>> start
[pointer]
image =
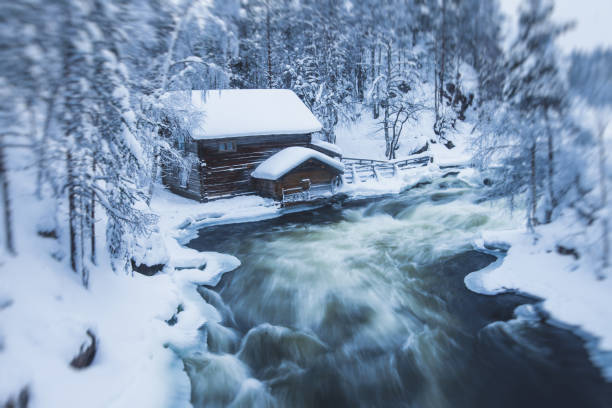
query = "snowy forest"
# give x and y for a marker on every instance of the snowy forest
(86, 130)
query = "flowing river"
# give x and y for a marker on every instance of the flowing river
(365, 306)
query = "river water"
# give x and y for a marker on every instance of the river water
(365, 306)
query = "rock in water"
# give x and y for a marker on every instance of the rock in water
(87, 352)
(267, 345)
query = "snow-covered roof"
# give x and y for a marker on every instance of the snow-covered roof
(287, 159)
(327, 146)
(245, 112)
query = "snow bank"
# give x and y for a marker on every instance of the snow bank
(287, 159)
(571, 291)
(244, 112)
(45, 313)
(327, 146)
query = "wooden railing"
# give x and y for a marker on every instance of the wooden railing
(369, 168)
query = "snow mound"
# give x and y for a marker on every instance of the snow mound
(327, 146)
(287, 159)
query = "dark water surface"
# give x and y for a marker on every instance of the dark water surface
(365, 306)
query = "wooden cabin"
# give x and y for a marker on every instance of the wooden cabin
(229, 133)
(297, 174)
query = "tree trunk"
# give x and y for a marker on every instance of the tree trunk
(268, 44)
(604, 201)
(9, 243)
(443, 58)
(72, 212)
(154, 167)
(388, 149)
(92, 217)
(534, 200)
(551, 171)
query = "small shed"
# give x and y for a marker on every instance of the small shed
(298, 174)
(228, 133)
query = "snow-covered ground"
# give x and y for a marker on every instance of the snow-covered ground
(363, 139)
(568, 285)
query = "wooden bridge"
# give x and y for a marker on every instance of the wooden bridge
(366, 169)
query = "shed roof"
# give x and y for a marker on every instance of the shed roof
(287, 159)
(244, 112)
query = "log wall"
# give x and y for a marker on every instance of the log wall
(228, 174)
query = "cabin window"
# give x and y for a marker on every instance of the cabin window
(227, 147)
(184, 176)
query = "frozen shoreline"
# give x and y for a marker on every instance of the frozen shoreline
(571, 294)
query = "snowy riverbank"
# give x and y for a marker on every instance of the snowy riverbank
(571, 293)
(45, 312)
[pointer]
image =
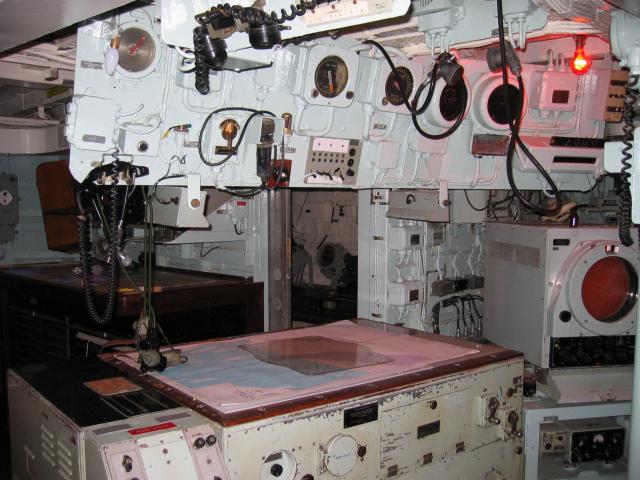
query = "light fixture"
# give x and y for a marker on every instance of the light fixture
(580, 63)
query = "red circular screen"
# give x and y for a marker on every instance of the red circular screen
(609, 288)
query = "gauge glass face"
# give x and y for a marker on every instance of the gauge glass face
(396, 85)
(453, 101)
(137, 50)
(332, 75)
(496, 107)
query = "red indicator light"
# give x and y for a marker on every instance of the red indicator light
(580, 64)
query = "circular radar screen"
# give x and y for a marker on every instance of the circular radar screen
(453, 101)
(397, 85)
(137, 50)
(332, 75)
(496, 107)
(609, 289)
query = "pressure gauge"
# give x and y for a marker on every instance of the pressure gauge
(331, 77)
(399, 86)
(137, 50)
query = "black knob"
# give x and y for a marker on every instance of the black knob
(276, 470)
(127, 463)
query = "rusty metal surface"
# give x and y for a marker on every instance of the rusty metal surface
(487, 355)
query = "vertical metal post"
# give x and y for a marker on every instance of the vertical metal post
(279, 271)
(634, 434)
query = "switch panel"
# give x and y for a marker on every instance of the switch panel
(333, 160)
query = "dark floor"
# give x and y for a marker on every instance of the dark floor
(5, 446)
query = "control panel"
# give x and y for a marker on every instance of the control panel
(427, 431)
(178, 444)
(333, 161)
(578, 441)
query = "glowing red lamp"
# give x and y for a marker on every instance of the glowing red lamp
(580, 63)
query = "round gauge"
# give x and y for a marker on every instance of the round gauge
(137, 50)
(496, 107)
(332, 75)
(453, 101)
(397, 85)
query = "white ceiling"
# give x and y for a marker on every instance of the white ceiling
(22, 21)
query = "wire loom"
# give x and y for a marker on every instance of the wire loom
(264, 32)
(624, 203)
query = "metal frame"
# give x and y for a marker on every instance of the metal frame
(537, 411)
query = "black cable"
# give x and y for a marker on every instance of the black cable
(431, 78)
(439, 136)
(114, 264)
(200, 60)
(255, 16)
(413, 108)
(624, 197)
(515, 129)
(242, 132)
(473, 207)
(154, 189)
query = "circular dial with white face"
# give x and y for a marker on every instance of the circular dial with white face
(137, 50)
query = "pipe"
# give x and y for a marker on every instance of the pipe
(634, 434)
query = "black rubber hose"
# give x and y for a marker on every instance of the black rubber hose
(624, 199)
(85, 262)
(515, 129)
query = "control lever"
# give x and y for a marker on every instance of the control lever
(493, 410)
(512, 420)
>> end
▶ **Directive**: Your task is to return the entries above exactly, with no pictures.

▶ **Task output**:
[pointer]
image =
query = "snowy forest"
# give x and y for a marker on every instance of the snowy forest
(86, 130)
query = "flowing river"
# give x and y for a marker on every instance of the flowing river
(365, 306)
query = "river water"
# give x and y for a marker on every instance of the river water
(365, 306)
query = "rock in water"
# give x and y for a marker on every instance of the rock in water
(87, 352)
(267, 345)
query = "snow-covered roof"
# give x and y for a marker on every instance of the snow-covered roof
(287, 159)
(327, 146)
(245, 112)
query = "snow bank"
# give x and y for a marker on every instance of the snow bank
(287, 159)
(571, 291)
(244, 112)
(45, 313)
(327, 146)
query = "wooden railing"
# give x and y for a marker on every instance of the wooden railing
(369, 168)
query = "snow mound"
# give x and y for a marker on every instance of the snow mound
(327, 146)
(287, 159)
query = "dark water surface"
# give x and y for a marker on every instance of the dark water surface
(365, 306)
query = "wooden cabin"
# give x and y for a marker on every instance of the wooden cabin
(229, 133)
(297, 174)
query = "tree trunk"
# give x and y for a marker on every instance of the tree trunk
(268, 44)
(604, 201)
(9, 243)
(443, 58)
(72, 212)
(154, 167)
(388, 149)
(92, 217)
(534, 200)
(551, 171)
query = "small shed"
# give x and y for a marker on every instance of the small shed
(298, 174)
(228, 133)
query = "snow-covered ground"
# give x and y for a marker on every instance of the snow-covered ground
(363, 139)
(568, 285)
query = "wooden bridge"
# give x and y for a marker on every instance of the wooden bridge
(366, 169)
query = "shed roof"
# give x and y for a marker on every instance of the shed roof
(287, 159)
(244, 112)
query = "log wall"
# give x and y for a marker on every instance of the log wall
(228, 174)
query = "cabin window"
# give x and y for a marker on every instance of the cabin window
(227, 147)
(184, 176)
query = "frozen shoreline"
# give x and y for a marker on every instance of the frozen shoreline
(571, 294)
query = "snowy riverbank"
# give x and y for a marker on every instance of the snowy riverbank
(571, 293)
(45, 312)
[pointer]
image =
query = "light fixture"
# give x and y for a marker on every instance of the light fixture
(580, 63)
query = "red circular screen"
# give x and y for a marker on every instance of the red circular screen
(609, 288)
query = "gauge glass face"
# give x and y for a marker on every instance of the gauge glass face
(396, 85)
(453, 101)
(137, 50)
(332, 75)
(496, 107)
query = "red indicator light"
# give x and y for a marker on every instance of the red indicator light
(580, 64)
query = "circular radar screen"
# give x and y for a marker on every instance of the circular radar screen
(453, 101)
(397, 85)
(137, 50)
(332, 75)
(496, 107)
(609, 289)
query = "pressure gauge"
# give x and y for a marker on every instance of the pressure gauge
(331, 77)
(399, 86)
(137, 50)
query = "black knob"
# give x and y for a marker on every instance of the black knob
(276, 470)
(127, 463)
query = "rusty metal surface"
# give x and y for a marker on every instance of the rusty metal surface
(487, 355)
query = "vertical metal post"
# give x and y for a marker on every instance of the vertical metal post
(279, 271)
(634, 434)
query = "switch panel"
# give x and y for a marker on every instance of the switch panel
(333, 160)
query = "dark floor"
# give x and y for a marker on every instance of the dark floor
(5, 446)
query = "control panel"
# give x and y for a marker on every instance of the control panel
(427, 431)
(178, 444)
(333, 161)
(578, 441)
query = "glowing red lamp"
# give x and y for a marker on every instance of the glowing red lamp
(580, 63)
query = "round gauge"
# give x and y for a marker on every instance of the round gauge
(137, 50)
(496, 107)
(332, 75)
(453, 101)
(397, 85)
query = "white ceiling"
# give x and y for a marker on every instance of the white ceiling
(22, 21)
query = "wire loom"
# give x and y for a marker on every instance of the wire loom
(264, 32)
(624, 203)
query = "metal frame"
# give x and y for a marker on every instance of the metal frame
(537, 411)
query = "black cable"
# give x and y for a marker on every instance of the black cable
(431, 78)
(439, 136)
(114, 264)
(200, 60)
(255, 16)
(413, 108)
(624, 197)
(515, 129)
(242, 132)
(473, 207)
(154, 189)
query = "circular dial with white face"
# give x and y for a marker on every instance of the circular dial with white face
(137, 50)
query = "pipe"
# give x and y for a marker on every instance of the pipe
(634, 434)
query = "black rubber hose"
# give x and y for a marker on every instance of the black rubber hose
(624, 199)
(85, 262)
(515, 129)
query = "control lever"
# give x and y for a marker on every instance of the control lever
(493, 410)
(512, 420)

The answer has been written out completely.